**Passage for review:**
■ ■ ■

Only six face transplant surgeries have been performed in the entire U.S., one of them earlier this month on a 37-year-old male at the University of Maryland Medical Center. It was the first such procedure in the state and took place over 72 hours.
Now Johns Hopkins Medical Institutions
is following suit and expects to get approval within the next few months to perform the rare and complicated surgery.
The request from Hopkins Department of Plastic and Reconstructive Surgery
is being considered by a Johns Hopkins University board, which has already approved its hand transplant surgery. Such boards are fairly standard among facilities that perform research on humans, the goal being to ensure the safety of the subjects.
Face transplant surgery is a medical procedure that replaces all or part of a person's face with facial tissue from a deceased human donor. Although at this point Hopkins does not have a specific candidate for the surgery, "many patients have expressed interests, and we plan to screen patients for face transplantation" as soon as approval is given, says W.P. Andrew Lee, M.D., director of the Department of Plastic and Reconstructive Surgery, who has formed a face transplant team.
Besides Lee, key faculty members on the team are Dr. Chad Gordon, assistant professor of plastic and reconstructive surgery, who was involved in the country's first face transplant at Cleveland Clinic; Dr. Gerald Brandacher, visiting associate professor of plastic and reconstructive surgery; and Dr. Patrick Byrne, associate professor of otolaryngology–head and neck surgery.
"There are many patients with significant facial disfigurement that cannot be adequately reconstructed with conventional means. Face transplant offers the best reconstructive option for them," says Lee. "In addition, we have an immune modulation protocol that allows us to perform such transplants with much reduced anti-rejection medication, thus minimizing their side effects.

■ ■ ■

**Provided data:**
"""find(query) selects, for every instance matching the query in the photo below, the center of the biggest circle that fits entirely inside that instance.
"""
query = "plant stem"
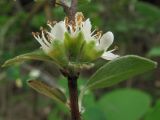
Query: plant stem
(73, 92)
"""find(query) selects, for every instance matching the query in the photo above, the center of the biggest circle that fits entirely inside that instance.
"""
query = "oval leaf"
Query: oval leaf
(118, 70)
(50, 91)
(36, 55)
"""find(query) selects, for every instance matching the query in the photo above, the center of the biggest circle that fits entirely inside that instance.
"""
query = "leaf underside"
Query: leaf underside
(119, 70)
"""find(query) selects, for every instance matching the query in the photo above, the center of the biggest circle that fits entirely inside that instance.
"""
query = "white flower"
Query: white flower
(57, 32)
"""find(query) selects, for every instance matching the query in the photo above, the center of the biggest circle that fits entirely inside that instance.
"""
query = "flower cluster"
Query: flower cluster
(75, 42)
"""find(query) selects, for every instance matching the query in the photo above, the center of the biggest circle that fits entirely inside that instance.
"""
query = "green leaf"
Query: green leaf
(154, 52)
(125, 104)
(119, 70)
(36, 55)
(50, 91)
(153, 114)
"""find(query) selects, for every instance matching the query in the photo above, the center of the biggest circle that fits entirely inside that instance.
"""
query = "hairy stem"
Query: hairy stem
(73, 92)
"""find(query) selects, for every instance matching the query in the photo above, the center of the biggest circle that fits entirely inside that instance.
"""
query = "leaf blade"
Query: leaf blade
(118, 70)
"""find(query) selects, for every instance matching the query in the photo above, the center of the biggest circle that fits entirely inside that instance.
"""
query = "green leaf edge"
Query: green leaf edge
(135, 56)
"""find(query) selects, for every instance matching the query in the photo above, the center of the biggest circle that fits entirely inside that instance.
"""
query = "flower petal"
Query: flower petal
(105, 41)
(58, 30)
(109, 56)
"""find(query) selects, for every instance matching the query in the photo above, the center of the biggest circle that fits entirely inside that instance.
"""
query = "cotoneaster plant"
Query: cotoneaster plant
(73, 46)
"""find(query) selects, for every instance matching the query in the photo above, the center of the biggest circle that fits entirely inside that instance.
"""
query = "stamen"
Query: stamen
(79, 18)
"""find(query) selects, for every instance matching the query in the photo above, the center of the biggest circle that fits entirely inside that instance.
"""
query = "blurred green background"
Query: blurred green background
(136, 27)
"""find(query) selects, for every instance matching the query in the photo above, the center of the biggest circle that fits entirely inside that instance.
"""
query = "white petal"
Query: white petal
(58, 30)
(44, 39)
(43, 45)
(109, 56)
(106, 40)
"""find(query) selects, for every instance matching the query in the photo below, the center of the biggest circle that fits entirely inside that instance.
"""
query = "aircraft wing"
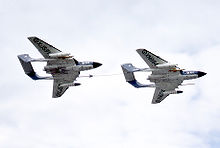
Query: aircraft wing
(62, 79)
(161, 88)
(151, 59)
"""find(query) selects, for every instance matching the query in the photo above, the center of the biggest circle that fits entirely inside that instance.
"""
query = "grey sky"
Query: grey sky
(106, 111)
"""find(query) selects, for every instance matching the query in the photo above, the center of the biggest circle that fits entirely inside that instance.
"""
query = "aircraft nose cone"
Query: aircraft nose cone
(96, 64)
(200, 74)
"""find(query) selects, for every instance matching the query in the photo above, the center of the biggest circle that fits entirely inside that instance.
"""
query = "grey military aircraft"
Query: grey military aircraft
(166, 77)
(62, 66)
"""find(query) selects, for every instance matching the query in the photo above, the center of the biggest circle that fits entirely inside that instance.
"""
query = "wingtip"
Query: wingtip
(31, 37)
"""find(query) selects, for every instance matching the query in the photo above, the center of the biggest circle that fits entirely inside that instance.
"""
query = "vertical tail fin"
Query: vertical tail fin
(25, 61)
(44, 48)
(128, 70)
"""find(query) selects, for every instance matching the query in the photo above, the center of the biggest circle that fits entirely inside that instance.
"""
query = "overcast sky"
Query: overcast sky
(107, 111)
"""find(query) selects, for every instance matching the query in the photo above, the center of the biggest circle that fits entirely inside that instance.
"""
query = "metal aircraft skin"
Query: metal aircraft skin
(62, 66)
(166, 77)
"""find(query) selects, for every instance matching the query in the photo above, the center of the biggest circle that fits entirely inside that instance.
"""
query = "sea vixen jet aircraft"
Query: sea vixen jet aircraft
(62, 66)
(165, 76)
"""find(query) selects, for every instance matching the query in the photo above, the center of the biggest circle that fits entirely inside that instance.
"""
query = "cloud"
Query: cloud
(106, 111)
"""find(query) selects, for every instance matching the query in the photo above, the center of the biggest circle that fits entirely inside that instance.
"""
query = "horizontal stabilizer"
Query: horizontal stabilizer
(25, 61)
(128, 70)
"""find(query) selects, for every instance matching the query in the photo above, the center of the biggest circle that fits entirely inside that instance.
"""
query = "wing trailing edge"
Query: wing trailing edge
(128, 70)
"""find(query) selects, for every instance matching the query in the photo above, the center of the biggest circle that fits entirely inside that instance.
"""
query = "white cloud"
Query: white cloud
(106, 111)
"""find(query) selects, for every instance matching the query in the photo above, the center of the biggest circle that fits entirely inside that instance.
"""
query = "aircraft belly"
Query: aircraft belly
(162, 78)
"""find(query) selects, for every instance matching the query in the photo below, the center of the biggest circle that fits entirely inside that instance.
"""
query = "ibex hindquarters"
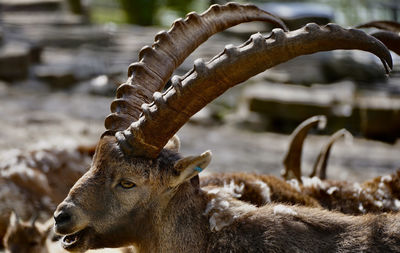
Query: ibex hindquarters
(281, 228)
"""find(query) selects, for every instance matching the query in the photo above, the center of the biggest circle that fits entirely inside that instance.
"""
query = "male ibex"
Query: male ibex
(139, 193)
(30, 181)
(35, 237)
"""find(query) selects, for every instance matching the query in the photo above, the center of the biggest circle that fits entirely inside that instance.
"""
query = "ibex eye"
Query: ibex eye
(126, 184)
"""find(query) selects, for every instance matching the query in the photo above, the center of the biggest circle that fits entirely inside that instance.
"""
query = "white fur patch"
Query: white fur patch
(265, 190)
(284, 210)
(313, 182)
(223, 209)
(233, 189)
(332, 189)
(294, 184)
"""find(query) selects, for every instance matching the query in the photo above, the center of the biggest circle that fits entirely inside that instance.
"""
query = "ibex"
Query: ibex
(30, 181)
(35, 237)
(139, 193)
(259, 189)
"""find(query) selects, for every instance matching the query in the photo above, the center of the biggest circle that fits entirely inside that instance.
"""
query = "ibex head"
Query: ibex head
(138, 188)
(24, 236)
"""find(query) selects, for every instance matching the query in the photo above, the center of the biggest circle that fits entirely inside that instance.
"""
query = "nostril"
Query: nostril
(62, 217)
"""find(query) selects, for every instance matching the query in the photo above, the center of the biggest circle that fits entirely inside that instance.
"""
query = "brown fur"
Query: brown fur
(157, 218)
(35, 237)
(280, 191)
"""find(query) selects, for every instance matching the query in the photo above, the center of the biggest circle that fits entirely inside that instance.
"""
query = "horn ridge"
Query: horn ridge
(226, 71)
(157, 62)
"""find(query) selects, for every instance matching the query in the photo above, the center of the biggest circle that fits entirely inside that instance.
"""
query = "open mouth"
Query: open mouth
(74, 240)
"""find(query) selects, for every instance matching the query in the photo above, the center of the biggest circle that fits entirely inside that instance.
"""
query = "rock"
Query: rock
(14, 61)
(379, 116)
(58, 77)
(328, 67)
(374, 115)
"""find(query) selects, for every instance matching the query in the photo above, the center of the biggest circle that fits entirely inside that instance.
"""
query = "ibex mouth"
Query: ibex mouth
(74, 241)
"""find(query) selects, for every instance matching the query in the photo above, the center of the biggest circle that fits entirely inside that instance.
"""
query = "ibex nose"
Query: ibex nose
(62, 218)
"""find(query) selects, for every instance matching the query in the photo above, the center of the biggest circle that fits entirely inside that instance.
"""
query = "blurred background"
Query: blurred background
(61, 61)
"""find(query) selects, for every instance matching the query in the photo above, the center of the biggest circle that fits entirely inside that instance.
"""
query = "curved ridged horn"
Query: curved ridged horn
(323, 157)
(382, 24)
(206, 81)
(390, 39)
(157, 63)
(292, 159)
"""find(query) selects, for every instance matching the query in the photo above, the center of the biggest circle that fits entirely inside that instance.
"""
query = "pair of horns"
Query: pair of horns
(170, 110)
(157, 63)
(292, 159)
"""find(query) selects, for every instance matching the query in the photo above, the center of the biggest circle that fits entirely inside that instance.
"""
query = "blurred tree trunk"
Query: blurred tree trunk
(139, 12)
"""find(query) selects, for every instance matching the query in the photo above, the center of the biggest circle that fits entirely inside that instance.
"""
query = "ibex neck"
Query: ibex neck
(181, 227)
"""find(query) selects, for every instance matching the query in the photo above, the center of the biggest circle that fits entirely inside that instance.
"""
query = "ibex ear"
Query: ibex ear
(173, 144)
(189, 167)
(14, 220)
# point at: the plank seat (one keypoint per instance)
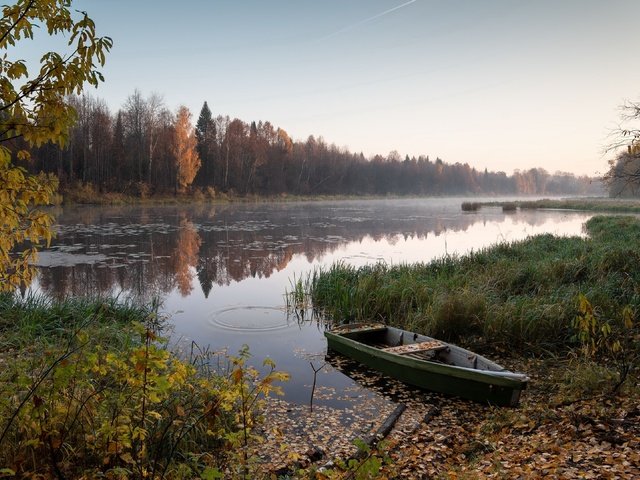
(430, 345)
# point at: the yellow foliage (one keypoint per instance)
(33, 107)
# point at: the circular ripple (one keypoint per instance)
(251, 318)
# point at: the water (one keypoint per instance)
(222, 271)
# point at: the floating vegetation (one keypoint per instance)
(471, 206)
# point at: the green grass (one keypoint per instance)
(519, 296)
(88, 389)
(596, 204)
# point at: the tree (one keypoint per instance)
(206, 136)
(623, 176)
(186, 155)
(34, 111)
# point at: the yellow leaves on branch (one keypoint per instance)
(21, 221)
(186, 155)
(33, 107)
(32, 97)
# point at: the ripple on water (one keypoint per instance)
(252, 318)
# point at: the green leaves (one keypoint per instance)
(35, 108)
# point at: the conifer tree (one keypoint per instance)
(206, 145)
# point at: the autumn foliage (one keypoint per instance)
(184, 149)
(34, 111)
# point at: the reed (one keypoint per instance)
(519, 295)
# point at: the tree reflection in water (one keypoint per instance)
(150, 251)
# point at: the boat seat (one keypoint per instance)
(430, 345)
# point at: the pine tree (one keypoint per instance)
(206, 146)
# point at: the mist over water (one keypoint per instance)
(221, 272)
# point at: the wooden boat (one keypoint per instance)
(427, 363)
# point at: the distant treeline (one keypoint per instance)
(623, 178)
(141, 149)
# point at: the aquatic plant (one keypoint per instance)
(518, 295)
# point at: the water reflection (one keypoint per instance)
(221, 271)
(153, 251)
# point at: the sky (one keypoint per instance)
(502, 85)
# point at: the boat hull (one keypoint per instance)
(477, 385)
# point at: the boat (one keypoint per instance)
(427, 363)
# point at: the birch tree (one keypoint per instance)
(34, 111)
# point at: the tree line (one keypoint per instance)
(145, 148)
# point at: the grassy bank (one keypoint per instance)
(597, 204)
(88, 389)
(519, 296)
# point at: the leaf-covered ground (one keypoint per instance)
(549, 435)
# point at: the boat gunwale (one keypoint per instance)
(505, 378)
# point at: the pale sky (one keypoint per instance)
(505, 85)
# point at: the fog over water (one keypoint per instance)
(221, 272)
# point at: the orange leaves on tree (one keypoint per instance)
(184, 149)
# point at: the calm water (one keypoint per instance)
(222, 271)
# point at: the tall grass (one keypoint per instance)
(519, 295)
(88, 389)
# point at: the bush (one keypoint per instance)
(84, 403)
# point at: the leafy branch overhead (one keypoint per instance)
(33, 111)
(32, 99)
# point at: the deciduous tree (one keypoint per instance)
(34, 111)
(186, 155)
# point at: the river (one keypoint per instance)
(221, 271)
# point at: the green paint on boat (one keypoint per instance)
(445, 368)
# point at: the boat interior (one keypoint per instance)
(421, 347)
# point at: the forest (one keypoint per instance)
(146, 149)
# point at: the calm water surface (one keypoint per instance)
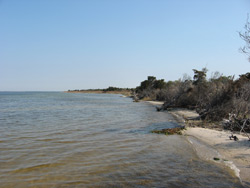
(53, 139)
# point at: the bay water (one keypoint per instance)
(56, 139)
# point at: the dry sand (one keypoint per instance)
(234, 154)
(210, 144)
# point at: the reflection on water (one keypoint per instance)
(88, 140)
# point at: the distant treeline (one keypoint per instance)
(212, 98)
(110, 88)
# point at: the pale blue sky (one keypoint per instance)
(79, 44)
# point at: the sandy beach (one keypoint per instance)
(234, 154)
(213, 144)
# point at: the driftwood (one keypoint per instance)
(236, 124)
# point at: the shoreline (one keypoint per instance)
(233, 154)
(214, 144)
(124, 93)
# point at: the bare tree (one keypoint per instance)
(246, 37)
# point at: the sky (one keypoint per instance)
(56, 45)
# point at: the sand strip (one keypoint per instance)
(235, 154)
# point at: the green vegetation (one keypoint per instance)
(212, 98)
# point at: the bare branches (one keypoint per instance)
(246, 37)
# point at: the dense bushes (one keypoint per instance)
(213, 99)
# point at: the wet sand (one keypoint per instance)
(235, 154)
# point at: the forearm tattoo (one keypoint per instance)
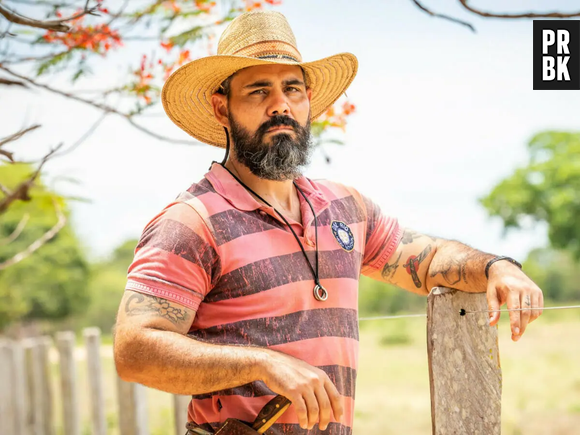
(413, 263)
(452, 270)
(389, 270)
(141, 304)
(409, 236)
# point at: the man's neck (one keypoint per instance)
(280, 194)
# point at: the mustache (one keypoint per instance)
(277, 121)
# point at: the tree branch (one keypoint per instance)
(17, 231)
(522, 15)
(39, 242)
(17, 135)
(102, 107)
(56, 25)
(21, 192)
(7, 82)
(445, 17)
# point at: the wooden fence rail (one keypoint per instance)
(464, 372)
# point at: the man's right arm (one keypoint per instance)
(151, 348)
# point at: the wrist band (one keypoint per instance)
(493, 260)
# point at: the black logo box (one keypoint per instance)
(573, 63)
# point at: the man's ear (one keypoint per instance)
(219, 103)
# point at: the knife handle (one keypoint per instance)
(270, 413)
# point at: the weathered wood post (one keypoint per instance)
(94, 371)
(68, 374)
(34, 372)
(464, 366)
(132, 408)
(19, 388)
(45, 387)
(6, 403)
(180, 404)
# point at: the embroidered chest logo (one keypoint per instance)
(343, 235)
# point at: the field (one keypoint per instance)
(541, 380)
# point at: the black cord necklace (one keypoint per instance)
(320, 293)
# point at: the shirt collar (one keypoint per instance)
(237, 195)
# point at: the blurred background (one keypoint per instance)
(441, 128)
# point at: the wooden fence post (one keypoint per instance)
(44, 345)
(180, 404)
(34, 372)
(464, 366)
(18, 377)
(93, 344)
(6, 402)
(132, 408)
(65, 341)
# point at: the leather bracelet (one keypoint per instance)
(493, 260)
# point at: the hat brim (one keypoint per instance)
(186, 95)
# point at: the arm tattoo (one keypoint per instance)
(409, 236)
(390, 269)
(141, 304)
(413, 263)
(452, 270)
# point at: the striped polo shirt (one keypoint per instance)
(222, 253)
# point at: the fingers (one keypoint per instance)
(493, 304)
(301, 411)
(312, 406)
(525, 314)
(324, 407)
(316, 404)
(335, 400)
(513, 303)
(536, 303)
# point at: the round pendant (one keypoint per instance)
(320, 293)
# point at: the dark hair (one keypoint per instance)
(226, 86)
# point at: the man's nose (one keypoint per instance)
(278, 104)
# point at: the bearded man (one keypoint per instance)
(246, 286)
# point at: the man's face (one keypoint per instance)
(269, 119)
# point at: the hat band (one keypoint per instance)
(277, 56)
(262, 49)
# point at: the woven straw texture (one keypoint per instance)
(186, 95)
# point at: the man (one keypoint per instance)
(246, 286)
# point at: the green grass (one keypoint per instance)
(541, 380)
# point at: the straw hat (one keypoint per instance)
(253, 38)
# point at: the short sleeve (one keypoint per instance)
(176, 258)
(383, 235)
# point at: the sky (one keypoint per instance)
(442, 115)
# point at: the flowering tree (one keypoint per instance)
(42, 39)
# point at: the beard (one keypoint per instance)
(280, 158)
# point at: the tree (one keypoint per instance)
(556, 272)
(106, 287)
(78, 36)
(547, 190)
(52, 283)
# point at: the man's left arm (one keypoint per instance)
(421, 262)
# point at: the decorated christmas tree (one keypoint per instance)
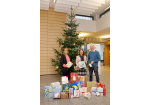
(70, 41)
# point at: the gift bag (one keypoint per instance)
(82, 64)
(56, 94)
(90, 84)
(81, 78)
(66, 86)
(54, 84)
(46, 91)
(64, 79)
(57, 88)
(82, 72)
(87, 95)
(76, 93)
(64, 95)
(70, 92)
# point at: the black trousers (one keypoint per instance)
(95, 69)
(66, 73)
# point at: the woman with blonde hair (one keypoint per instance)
(79, 58)
(65, 58)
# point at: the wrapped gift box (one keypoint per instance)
(93, 89)
(81, 78)
(76, 93)
(70, 92)
(82, 64)
(82, 91)
(69, 64)
(46, 91)
(90, 85)
(50, 94)
(66, 86)
(102, 90)
(56, 94)
(79, 83)
(74, 76)
(102, 85)
(55, 84)
(64, 79)
(94, 93)
(87, 95)
(58, 88)
(64, 95)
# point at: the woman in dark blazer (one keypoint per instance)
(65, 58)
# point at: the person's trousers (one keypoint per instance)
(95, 69)
(66, 73)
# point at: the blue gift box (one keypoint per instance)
(46, 91)
(66, 86)
(57, 88)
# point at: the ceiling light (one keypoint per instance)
(54, 1)
(107, 8)
(106, 36)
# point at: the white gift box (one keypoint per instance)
(55, 84)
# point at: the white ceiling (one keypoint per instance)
(83, 7)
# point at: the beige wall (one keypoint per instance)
(50, 29)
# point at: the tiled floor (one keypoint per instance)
(100, 100)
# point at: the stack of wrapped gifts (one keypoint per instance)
(55, 86)
(75, 89)
(99, 90)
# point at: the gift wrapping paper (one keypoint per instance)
(81, 78)
(70, 92)
(90, 84)
(87, 95)
(46, 91)
(102, 90)
(58, 88)
(70, 95)
(93, 89)
(79, 83)
(64, 95)
(54, 84)
(82, 90)
(66, 86)
(56, 94)
(82, 64)
(50, 94)
(76, 93)
(64, 79)
(102, 85)
(74, 76)
(69, 64)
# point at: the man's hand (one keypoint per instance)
(92, 62)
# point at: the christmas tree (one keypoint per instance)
(71, 41)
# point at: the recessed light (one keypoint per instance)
(54, 1)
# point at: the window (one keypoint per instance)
(104, 13)
(84, 17)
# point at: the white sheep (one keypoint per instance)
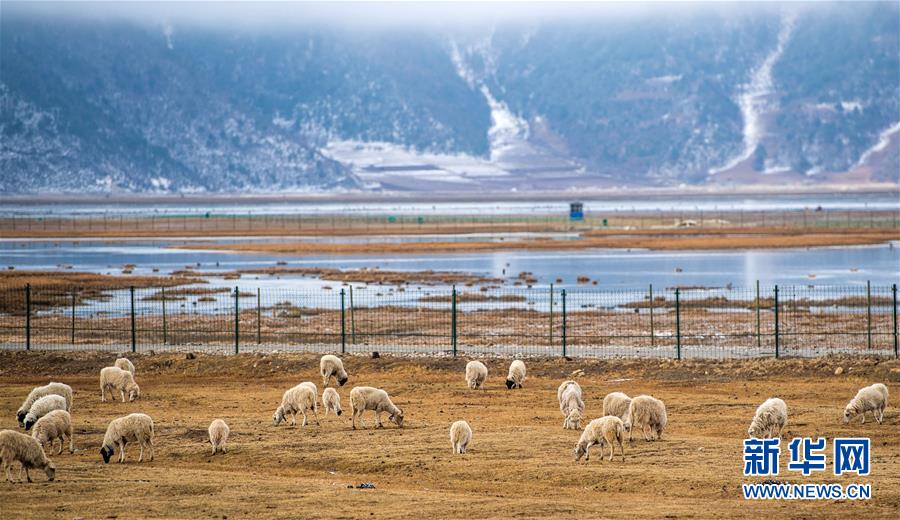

■ ■ ■

**Required work:**
1. Based on the face transplant article, do these statements agree with it? (a) The surgery at the University of Maryland Medical Center lasted 72 hours. (b) Johns Hopkins has already picked a specific candidate for a face transplant. (c) Dr. Chad Gordon took part in the first face transplant in the country. Answer yes or no for each, quoting the deciding words.
2. Please retype part of the face transplant article, beginning at the words that have "Only six face" and stopping after "of the subjects.".
The records come from a separate source.

**Answers provided:**
1.
(a) Yes: "took place over 72 hours"
(b) No: "at this point Hopkins does not have a specific candidate for the surgery"
(c) Yes: "who was involved in the country's first face transplant at Cleveland Clinic"

2.
Only six face transplant surgeries have been performed in the entire U.S., one of them earlier this month on a 37-year-old male at the University of Maryland Medical Center. It was the first such procedure in the state and took place over 72 hours.
Now Johns Hopkins Medical Institutions
is following suit and expects to get approval within the next few months to perform the rare and complicated surgery.
The request from Hopkins Department of Plastic and Reconstructive Surgery
is being considered by a Johns Hopkins University board, which has already approved its hand transplant surgery. Such boards are fairly standard among facilities that perform research on humans, the goal being to ensure the safety of the subjects.